### EXERCISE AIM
Copy all of the records below verbatim.

--- START OF ITEMS ---

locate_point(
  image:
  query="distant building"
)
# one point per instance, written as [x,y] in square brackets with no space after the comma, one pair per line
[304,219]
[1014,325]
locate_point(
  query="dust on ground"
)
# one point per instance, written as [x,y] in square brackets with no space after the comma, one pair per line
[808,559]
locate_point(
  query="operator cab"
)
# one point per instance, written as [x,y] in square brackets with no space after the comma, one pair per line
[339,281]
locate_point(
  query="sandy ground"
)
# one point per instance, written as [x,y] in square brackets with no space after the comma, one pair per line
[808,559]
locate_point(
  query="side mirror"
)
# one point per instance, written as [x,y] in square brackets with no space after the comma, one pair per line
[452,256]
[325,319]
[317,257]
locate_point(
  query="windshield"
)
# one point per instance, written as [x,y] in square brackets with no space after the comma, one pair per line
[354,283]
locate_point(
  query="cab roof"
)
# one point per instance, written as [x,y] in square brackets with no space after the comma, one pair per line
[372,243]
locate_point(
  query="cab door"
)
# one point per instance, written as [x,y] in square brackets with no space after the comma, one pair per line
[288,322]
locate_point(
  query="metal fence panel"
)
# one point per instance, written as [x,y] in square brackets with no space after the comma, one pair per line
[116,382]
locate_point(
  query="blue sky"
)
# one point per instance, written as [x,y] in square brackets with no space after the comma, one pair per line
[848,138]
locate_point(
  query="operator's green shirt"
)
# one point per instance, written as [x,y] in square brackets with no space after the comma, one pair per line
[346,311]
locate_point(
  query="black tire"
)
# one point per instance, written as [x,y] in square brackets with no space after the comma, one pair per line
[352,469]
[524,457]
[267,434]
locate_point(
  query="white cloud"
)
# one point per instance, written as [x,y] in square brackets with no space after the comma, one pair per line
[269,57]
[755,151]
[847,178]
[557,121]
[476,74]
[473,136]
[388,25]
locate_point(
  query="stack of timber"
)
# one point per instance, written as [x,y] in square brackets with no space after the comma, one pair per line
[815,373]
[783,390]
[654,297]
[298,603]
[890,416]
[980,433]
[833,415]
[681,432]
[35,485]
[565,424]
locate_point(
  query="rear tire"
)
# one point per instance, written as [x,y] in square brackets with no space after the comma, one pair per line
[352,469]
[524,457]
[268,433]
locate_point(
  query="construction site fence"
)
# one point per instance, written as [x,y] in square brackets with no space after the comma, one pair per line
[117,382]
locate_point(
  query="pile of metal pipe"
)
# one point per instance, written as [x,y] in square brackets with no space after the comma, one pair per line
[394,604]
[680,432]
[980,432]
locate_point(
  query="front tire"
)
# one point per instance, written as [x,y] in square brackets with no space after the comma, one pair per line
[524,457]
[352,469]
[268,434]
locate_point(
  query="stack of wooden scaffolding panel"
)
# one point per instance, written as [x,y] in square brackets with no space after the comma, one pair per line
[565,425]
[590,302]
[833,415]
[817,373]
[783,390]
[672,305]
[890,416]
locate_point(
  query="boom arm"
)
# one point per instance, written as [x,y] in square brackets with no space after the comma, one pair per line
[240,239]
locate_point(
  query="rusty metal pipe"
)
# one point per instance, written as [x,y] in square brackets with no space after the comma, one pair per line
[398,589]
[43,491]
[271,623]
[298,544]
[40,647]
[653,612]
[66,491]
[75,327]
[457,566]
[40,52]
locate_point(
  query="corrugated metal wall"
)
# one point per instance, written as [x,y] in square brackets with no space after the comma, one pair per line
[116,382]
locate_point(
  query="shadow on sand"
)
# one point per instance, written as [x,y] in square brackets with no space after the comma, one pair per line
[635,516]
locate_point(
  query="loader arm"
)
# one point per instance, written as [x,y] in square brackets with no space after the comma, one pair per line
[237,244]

--- END OF ITEMS ---

### IN RESPONSE
locate_point(
  image:
  query="distant building"
)
# one point per instance, written as [x,y] in square brackets with no space after the comma, one pair per line
[304,219]
[1014,325]
locate_point(
  query="dust on ground"
)
# one point per instance, written as [x,y] in square brackets with no space after the comma, one pair per line
[808,559]
locate_point(
  query="operator cab"
)
# one point per instance, written as [x,y] in square brackets with no space after the comma, one pair per line
[339,281]
locate_point(
  query="sandy ground"
)
# one point per instance, written as [x,y] in square brackets with no space after the comma, one pair per line
[808,559]
locate_point(
  query="side mirror"
)
# one point per instance, written as [x,y] in square brackets with no space after the comma, one pair per line
[452,256]
[325,319]
[317,257]
locate_point(
  query="windshield"
)
# one point per instance, written as [x,y] in square brackets with no space after the comma, one pair per line
[354,283]
locate_point(
  query="cab roof"
)
# one point per instance, written as [x,y] in square brackets with no space after the comma, one pair per line
[372,243]
locate_point(
  query="cab door"
)
# one point per instance, written as [x,y] in square brackets with no space after the comma, one pair per line
[288,322]
locate_point(
  query="metal fence panel"
)
# one point per instance, written as [x,y] in square brackets with no space after the comma, one pair per line
[116,382]
locate_point(
  query="blue sky"
)
# one point per instance, written as [x,y] in square brackets with no space after the comma, one pair per line
[848,138]
locate_point(
  query="operator's green shirt"
)
# one point per instance, written as [x,y] in square brackets with no space after the comma, one pair per line
[346,311]
locate_point(
  query="black tire"
)
# one point per instance, written as [x,y] in square brackets with no space after the comma, one pair per line
[352,469]
[524,457]
[267,434]
locate_point(
  query="white cloud"
)
# one point per instance, written as [x,y] in square brackets with no space after the comma, one pair per line
[269,57]
[755,151]
[847,178]
[557,121]
[476,74]
[473,136]
[388,25]
locate_point(
  query="stack of timber"
)
# one point per instance, written as [x,y] in square brackets with no space after the comma, one pair per line
[815,373]
[783,390]
[654,297]
[298,603]
[890,416]
[980,433]
[833,415]
[681,432]
[35,485]
[565,424]
locate_point(
  query="rear tire"
)
# one point per instance, written as [x,y] in square brackets with no space after the comma, one pair per line
[352,469]
[524,457]
[268,433]
locate_point(
  query="construction site fence"
)
# one point per instance, written as [x,y] in square brackets with no space after the comma, one pair per line
[117,382]
locate_point(
  query="pile of metal pipe"
)
# one point per instance, written as [x,y] in square brackets with no space after the comma, one pair per line
[394,604]
[680,432]
[980,432]
locate_point(
  query="front tire"
)
# one point per instance, written as [x,y] in square brackets with no space after the comma, one pair per line
[524,457]
[352,469]
[268,434]
locate_point(
  query="stack of wooden scaffolding panel"
)
# one point per instance, written as [x,y] in square brackets with no space after the comma, one pair per line
[565,425]
[590,302]
[833,415]
[817,373]
[783,390]
[672,305]
[890,416]
locate_point(
  query="boom arm"
)
# one point per instance, written as [x,y] in square brackets with no space after the comma, one pair per line
[240,239]
locate_point(
  query="rusty metal pipe"
)
# one point per instance, written as [x,y] in square brackets with no space after the comma, one pair per line
[398,589]
[43,491]
[271,623]
[298,544]
[40,647]
[653,612]
[66,491]
[75,327]
[457,566]
[40,52]
locate_point(
  query="corrugated metal wall"
)
# one point per instance, written as [x,y] in square brackets with no space after the comma, one pair per line
[116,382]
locate_point(
  query="shadow on sand"
)
# one point per instance, written as [x,y] in square brackets with no space after the comma, one pair per line
[635,516]
locate_point(
  query="loader arm"
)
# one point per instance, written as [x,y] in square brackets with no space after the comma, one pair per line
[237,244]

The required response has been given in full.